:: EXERCISE DETAILS ::
Count the lines of the material below that contain the string "reflection", treating uppercase and lowercase as different, and give only the number.

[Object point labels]
-- START --

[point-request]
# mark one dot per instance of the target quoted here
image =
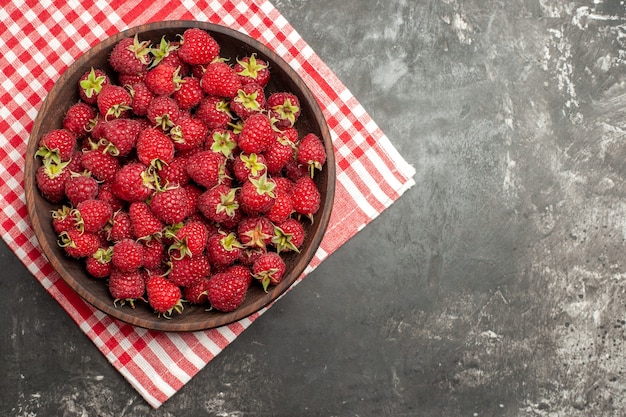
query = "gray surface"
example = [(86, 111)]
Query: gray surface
[(495, 287)]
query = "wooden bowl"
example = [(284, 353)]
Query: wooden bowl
[(64, 93)]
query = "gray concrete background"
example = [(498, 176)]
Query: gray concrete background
[(494, 287)]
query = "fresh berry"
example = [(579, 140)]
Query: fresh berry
[(222, 141), (105, 194), (190, 240), (144, 224), (189, 93), (269, 269), (119, 136), (126, 287), (198, 47), (226, 291), (242, 271), (154, 148), (78, 119), (288, 236), (174, 173), (141, 97), (257, 195), (188, 270), (114, 102), (102, 166), (57, 145), (50, 179), (311, 152), (78, 244), (98, 265), (153, 254), (214, 112), (284, 108), (279, 154), (90, 84), (306, 197), (196, 293), (282, 207), (127, 255), (163, 80), (251, 69), (250, 99), (223, 249), (188, 133), (132, 182), (170, 205), (130, 56), (206, 168), (255, 232), (219, 204), (249, 166), (163, 112), (80, 186), (119, 227), (164, 296), (219, 79), (92, 214), (256, 134), (62, 219)]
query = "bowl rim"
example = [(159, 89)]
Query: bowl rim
[(173, 325)]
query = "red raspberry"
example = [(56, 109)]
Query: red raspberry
[(163, 112), (306, 197), (127, 255), (90, 84), (114, 102), (251, 69), (80, 187), (257, 195), (311, 152), (289, 236), (256, 134), (79, 244), (91, 215), (284, 108), (250, 99), (130, 56), (255, 232), (198, 47), (78, 119), (50, 179), (163, 80), (170, 205), (219, 79), (57, 145), (132, 182), (206, 168), (189, 270), (189, 93), (164, 296), (219, 204), (269, 269), (223, 249), (214, 112), (144, 224), (154, 148), (126, 287), (226, 291)]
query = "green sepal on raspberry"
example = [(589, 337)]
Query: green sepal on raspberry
[(161, 51)]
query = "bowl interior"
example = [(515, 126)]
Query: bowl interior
[(64, 93)]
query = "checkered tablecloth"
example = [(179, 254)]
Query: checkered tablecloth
[(39, 40)]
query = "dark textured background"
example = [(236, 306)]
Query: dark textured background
[(494, 287)]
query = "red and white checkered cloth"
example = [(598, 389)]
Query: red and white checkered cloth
[(40, 39)]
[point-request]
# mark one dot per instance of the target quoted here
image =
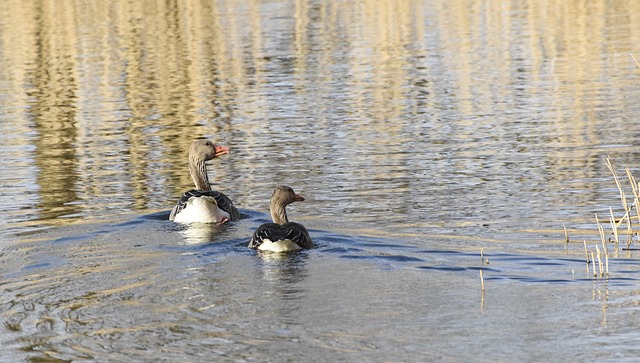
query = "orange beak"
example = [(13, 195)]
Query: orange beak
[(221, 150)]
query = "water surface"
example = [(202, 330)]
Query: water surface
[(421, 134)]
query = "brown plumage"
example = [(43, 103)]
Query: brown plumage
[(202, 204), (281, 235)]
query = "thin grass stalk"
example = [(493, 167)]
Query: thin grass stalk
[(636, 192), (614, 227), (606, 257), (607, 161), (600, 269)]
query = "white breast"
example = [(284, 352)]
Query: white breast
[(286, 245), (201, 210)]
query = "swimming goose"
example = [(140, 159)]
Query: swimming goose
[(202, 204), (281, 235)]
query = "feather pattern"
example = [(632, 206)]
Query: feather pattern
[(222, 201), (215, 207), (281, 235)]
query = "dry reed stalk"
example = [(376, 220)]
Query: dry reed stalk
[(606, 257), (635, 60), (600, 230), (586, 254), (636, 192), (600, 269), (614, 227), (623, 198)]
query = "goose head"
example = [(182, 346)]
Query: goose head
[(200, 152), (281, 197)]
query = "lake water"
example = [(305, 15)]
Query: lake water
[(432, 140)]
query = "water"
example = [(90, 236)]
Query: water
[(422, 135)]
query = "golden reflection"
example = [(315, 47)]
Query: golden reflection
[(117, 90)]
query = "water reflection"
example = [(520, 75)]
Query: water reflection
[(410, 100), (283, 276)]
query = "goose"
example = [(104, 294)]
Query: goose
[(202, 204), (281, 235)]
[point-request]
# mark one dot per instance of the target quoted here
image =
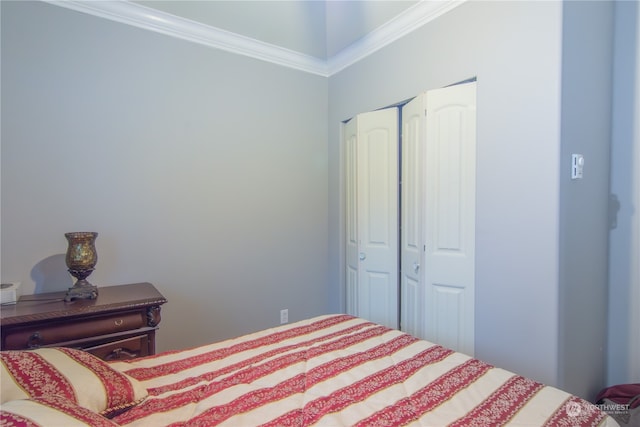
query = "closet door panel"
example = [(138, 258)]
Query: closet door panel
[(350, 138), (411, 240), (377, 152), (371, 178), (450, 216)]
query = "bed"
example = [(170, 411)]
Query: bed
[(332, 370)]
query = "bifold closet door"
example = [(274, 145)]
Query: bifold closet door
[(371, 178), (438, 216)]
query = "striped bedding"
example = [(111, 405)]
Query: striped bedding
[(339, 370)]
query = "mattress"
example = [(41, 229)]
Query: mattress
[(339, 370)]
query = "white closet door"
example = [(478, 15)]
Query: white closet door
[(449, 266), (372, 222), (412, 240)]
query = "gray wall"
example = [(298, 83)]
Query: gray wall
[(624, 259), (204, 172), (586, 129), (518, 68), (541, 284)]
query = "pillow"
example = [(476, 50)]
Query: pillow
[(49, 411), (78, 376)]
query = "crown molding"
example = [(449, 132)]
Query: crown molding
[(155, 20), (411, 19)]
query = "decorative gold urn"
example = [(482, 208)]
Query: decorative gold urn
[(81, 259)]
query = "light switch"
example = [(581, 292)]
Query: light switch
[(577, 165)]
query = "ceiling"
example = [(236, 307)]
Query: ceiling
[(316, 36), (318, 28)]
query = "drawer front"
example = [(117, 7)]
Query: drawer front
[(49, 334), (129, 348)]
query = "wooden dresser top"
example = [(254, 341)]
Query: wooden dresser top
[(36, 307)]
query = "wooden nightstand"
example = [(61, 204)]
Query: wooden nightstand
[(120, 324)]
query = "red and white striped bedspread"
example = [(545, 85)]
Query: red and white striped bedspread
[(338, 370)]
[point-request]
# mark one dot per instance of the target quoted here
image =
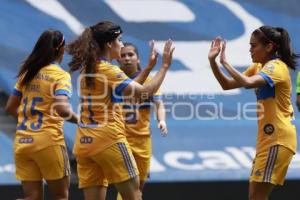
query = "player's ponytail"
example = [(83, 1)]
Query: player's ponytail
[(45, 51), (285, 49), (126, 44), (85, 50), (281, 42)]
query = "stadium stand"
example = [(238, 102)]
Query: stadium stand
[(211, 139)]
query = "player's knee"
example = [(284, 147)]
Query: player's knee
[(62, 195), (34, 196)]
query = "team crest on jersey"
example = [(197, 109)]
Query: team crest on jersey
[(257, 173), (269, 129), (120, 75), (269, 67), (86, 140), (26, 140)]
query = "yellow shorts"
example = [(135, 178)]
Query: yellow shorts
[(271, 166), (112, 165), (141, 147), (51, 163)]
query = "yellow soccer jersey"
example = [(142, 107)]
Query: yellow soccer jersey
[(39, 125), (298, 84), (275, 111), (101, 122), (137, 116)]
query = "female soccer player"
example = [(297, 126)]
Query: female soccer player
[(101, 148), (40, 100), (137, 115), (272, 56)]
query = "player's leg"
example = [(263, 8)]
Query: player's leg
[(91, 179), (260, 191), (129, 189), (33, 190), (29, 173), (120, 168), (95, 193), (55, 169)]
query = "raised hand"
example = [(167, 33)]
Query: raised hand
[(215, 48), (163, 128), (153, 55), (223, 59), (167, 54)]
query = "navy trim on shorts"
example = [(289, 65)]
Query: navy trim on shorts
[(127, 160), (272, 157)]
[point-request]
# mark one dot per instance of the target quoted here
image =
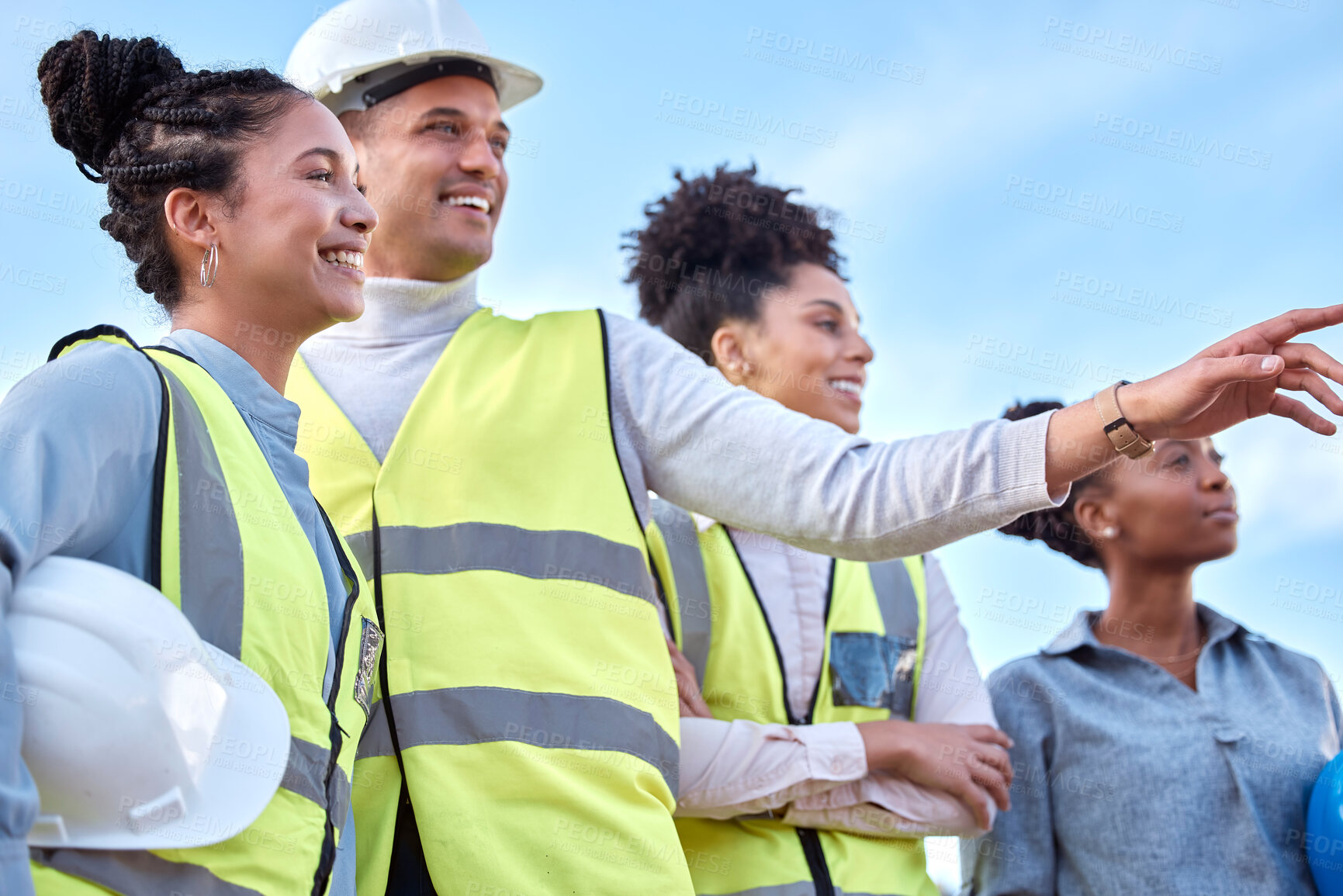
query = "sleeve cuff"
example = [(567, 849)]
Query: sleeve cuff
[(836, 751), (1021, 466)]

-- END --

:: FINISHED EXERCISE ::
4